Task description:
Set all the material down again unchanged, without the pictures.
#### Data records
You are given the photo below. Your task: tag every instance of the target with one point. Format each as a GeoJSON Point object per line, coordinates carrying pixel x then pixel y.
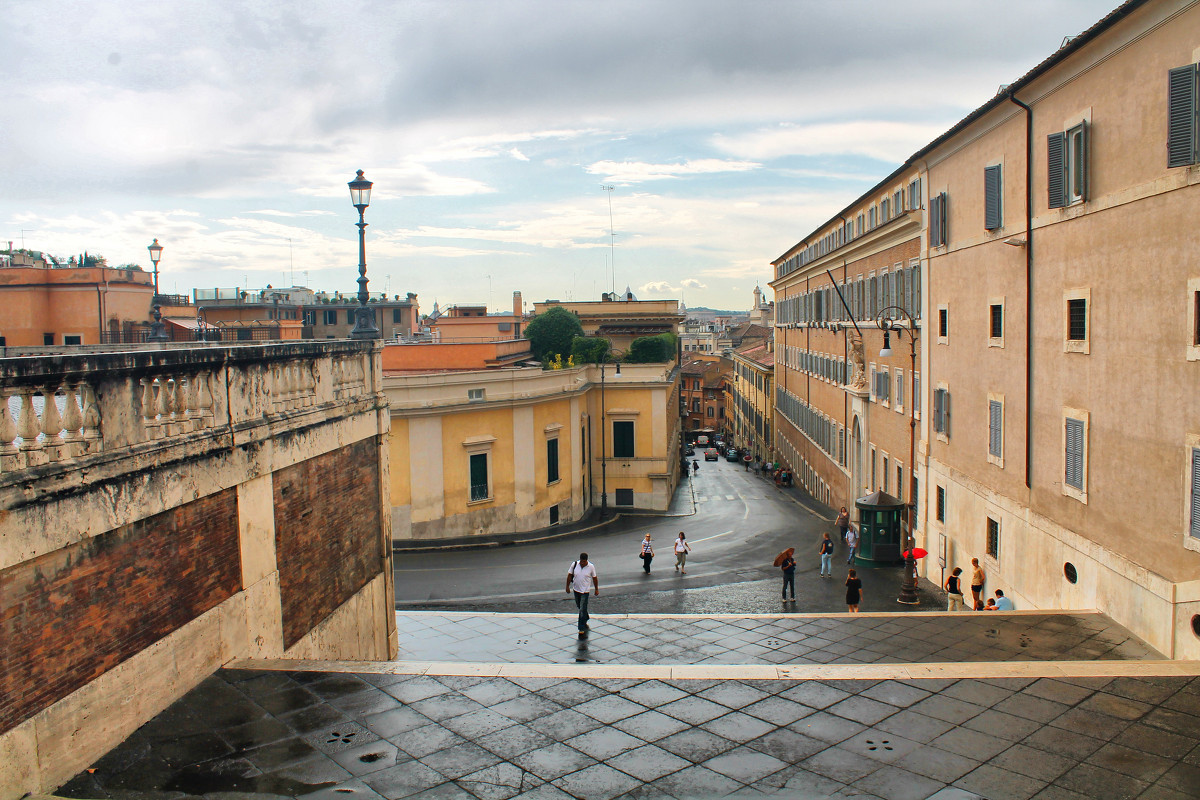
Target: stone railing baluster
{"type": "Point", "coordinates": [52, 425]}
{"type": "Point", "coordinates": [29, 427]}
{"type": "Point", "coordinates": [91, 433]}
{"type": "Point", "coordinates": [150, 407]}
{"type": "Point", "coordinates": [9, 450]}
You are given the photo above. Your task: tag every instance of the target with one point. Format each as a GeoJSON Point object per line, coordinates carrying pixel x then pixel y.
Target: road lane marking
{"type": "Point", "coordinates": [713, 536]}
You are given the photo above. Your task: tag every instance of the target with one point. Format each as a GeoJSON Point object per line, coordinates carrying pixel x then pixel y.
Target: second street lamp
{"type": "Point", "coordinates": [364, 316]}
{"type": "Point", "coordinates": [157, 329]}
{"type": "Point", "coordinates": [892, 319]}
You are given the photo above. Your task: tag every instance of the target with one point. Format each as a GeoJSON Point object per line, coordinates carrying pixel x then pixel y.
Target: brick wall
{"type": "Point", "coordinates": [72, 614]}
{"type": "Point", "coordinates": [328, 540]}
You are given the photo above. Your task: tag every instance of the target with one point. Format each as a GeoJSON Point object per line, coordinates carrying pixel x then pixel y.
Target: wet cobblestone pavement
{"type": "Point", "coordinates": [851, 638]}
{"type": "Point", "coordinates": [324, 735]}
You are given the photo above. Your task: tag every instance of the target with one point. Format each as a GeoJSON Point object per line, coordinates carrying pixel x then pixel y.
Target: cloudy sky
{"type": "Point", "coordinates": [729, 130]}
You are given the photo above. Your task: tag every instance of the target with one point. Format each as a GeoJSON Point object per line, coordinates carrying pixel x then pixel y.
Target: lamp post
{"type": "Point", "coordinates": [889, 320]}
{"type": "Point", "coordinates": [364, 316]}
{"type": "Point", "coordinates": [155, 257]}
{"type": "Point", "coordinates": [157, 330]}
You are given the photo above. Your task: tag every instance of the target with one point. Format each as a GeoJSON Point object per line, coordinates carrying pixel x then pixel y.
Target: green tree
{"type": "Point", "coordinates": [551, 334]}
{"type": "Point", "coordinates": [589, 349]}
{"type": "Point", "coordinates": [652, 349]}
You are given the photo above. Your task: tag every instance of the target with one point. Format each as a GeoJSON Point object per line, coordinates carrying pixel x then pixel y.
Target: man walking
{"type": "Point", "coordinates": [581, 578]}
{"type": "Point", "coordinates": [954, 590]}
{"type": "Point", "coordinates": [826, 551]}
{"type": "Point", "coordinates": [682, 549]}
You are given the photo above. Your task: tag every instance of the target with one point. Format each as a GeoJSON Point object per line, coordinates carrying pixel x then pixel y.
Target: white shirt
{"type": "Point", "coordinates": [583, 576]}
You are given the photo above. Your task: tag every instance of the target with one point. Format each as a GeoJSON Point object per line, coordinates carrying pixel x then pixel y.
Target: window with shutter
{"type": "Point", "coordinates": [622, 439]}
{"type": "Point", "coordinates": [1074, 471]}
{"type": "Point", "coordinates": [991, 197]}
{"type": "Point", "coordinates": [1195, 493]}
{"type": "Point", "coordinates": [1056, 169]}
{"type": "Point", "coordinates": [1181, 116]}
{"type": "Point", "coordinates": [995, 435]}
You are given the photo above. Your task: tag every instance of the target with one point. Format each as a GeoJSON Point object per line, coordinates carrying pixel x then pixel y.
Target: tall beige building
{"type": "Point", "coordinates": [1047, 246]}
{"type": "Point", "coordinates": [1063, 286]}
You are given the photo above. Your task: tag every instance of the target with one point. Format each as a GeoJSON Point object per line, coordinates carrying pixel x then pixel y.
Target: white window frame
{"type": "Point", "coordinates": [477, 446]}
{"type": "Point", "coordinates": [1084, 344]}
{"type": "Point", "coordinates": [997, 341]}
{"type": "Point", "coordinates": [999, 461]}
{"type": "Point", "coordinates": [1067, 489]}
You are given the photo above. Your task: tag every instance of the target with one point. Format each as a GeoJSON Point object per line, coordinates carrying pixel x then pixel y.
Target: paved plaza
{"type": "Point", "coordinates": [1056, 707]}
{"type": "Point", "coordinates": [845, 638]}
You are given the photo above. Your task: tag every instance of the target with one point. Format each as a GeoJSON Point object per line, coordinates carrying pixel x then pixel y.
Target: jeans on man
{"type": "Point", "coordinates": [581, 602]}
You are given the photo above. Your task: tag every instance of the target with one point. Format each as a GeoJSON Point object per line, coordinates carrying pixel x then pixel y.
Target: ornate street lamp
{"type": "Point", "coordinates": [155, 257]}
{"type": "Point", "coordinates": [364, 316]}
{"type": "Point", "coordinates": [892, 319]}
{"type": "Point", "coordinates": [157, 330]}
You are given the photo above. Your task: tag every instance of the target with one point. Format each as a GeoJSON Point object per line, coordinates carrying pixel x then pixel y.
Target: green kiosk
########
Exercise response:
You are given the photo below. Your task: tag every instance of the target with one point. Format each as a GeoJSON Point object per line, coordinates carrying pixel x then pixel y.
Target: stone railing baluster
{"type": "Point", "coordinates": [52, 425]}
{"type": "Point", "coordinates": [29, 427]}
{"type": "Point", "coordinates": [91, 433]}
{"type": "Point", "coordinates": [150, 407]}
{"type": "Point", "coordinates": [9, 450]}
You are given the photo above. Your task: tag every instance of the target with one point. Format each as a GeoJSON Point object per line, coordinates carrying pixel x then pixel y.
Target: road lane marking
{"type": "Point", "coordinates": [713, 536]}
You are given the photo above. Your task: tag every instance of the target with one point. Format each as a GeoJSON Point object per line, coordinates carrying pixel x then pixel y.
Target: second street lamp
{"type": "Point", "coordinates": [364, 316]}
{"type": "Point", "coordinates": [157, 329]}
{"type": "Point", "coordinates": [892, 319]}
You are given the photo above. Your task: tag every instance of the target with one point. Format each as a GeoJSON Point object per line, coordinates carrying pixel x then pixel y.
Target: brick wall
{"type": "Point", "coordinates": [72, 614]}
{"type": "Point", "coordinates": [328, 540]}
You are given the photo above. Your task: tag every instance of the target with one point. Format each as a GeoJSON Point object per line, coordinates carrying pixel x then pixel y.
Target: wet cobblestone pavement
{"type": "Point", "coordinates": [851, 638]}
{"type": "Point", "coordinates": [324, 735]}
You are given the photo above. Your task: tag every instance of the target with one point. Format each as a GeoJSON Point object per line, coordinates carrying pixel x then pixel y.
Target: cloudy sky
{"type": "Point", "coordinates": [729, 130]}
You are given the photo above. Your task: tag every instance of the target with one point. Format each as a GeoJSON Point object per line, coordinates carrying pixel x then pixel y.
Target: lamp post
{"type": "Point", "coordinates": [889, 320]}
{"type": "Point", "coordinates": [364, 316]}
{"type": "Point", "coordinates": [155, 257]}
{"type": "Point", "coordinates": [157, 330]}
You are given the photo above. Your task: tag every instance of the target with one point. Format each as a GeoJSON Point object per line, coordinates carrying pixel x then pixel y.
Target: green tree
{"type": "Point", "coordinates": [551, 334]}
{"type": "Point", "coordinates": [589, 349]}
{"type": "Point", "coordinates": [652, 349]}
You are given the photo above. Your task: tag every instance of the target with one point. Format each as a GeoJSON Point object per line, coordinates carrying pixel x then pixel y.
Target: man walking
{"type": "Point", "coordinates": [581, 578]}
{"type": "Point", "coordinates": [954, 590]}
{"type": "Point", "coordinates": [826, 551]}
{"type": "Point", "coordinates": [682, 549]}
You are given the photo above. Your task: tag every instance of the target with one point. Format each as a GeoJSON Point object per line, coordinates carrying pixel x then pixel y.
Target: white shirt
{"type": "Point", "coordinates": [583, 576]}
You are given the photo above. Your task: tag every instance of the target with one point. Format each as a GeoJSON Point object per line, coordinates carrying pixel x then pixel y.
Target: window with shutter
{"type": "Point", "coordinates": [622, 439]}
{"type": "Point", "coordinates": [1074, 471]}
{"type": "Point", "coordinates": [991, 197]}
{"type": "Point", "coordinates": [1195, 493]}
{"type": "Point", "coordinates": [1056, 169]}
{"type": "Point", "coordinates": [1181, 116]}
{"type": "Point", "coordinates": [995, 435]}
You are given the photo above. Your task: tag every instance of the target with one point. Format each as a GeoJSON Point object per line, coordinates carrying pixel x then pixel y.
Target: tall beige building
{"type": "Point", "coordinates": [1047, 246]}
{"type": "Point", "coordinates": [1063, 286]}
You are given the photo above. Your task: tag every instance of the target with one point. Format each as a GeoJSON Point object per line, coordinates carrying pixel x then pixel y.
Target: white window frame
{"type": "Point", "coordinates": [477, 446]}
{"type": "Point", "coordinates": [1084, 344]}
{"type": "Point", "coordinates": [997, 341]}
{"type": "Point", "coordinates": [999, 461]}
{"type": "Point", "coordinates": [1067, 489]}
You are given the photo above. Your task: tag every instance of the target with one point. Format each as a GeoJSON Point object per line, coordinates carrying pixel x then pixel y.
Target: paved plaza
{"type": "Point", "coordinates": [1056, 707]}
{"type": "Point", "coordinates": [845, 638]}
You are given the photo above. Your task: tag every instance of the target with one point. Format each as a GeoJSON Point object per line, coordinates carrying pixel x then pixel y.
Target: jeans on man
{"type": "Point", "coordinates": [581, 602]}
You are given the photo above. Your task: tag every instance of the target with one point. Format each as a GeoJSON Point object per line, coordinates carrying pixel x then pixel y.
Target: ornate street lamp
{"type": "Point", "coordinates": [155, 257]}
{"type": "Point", "coordinates": [364, 316]}
{"type": "Point", "coordinates": [892, 319]}
{"type": "Point", "coordinates": [157, 330]}
You are given the photo above. Your task: tag every instance of the target with one point. Format each as a GeoJSON Point object per line, coordinates carrying pixel x then pixel y.
Target: green kiosk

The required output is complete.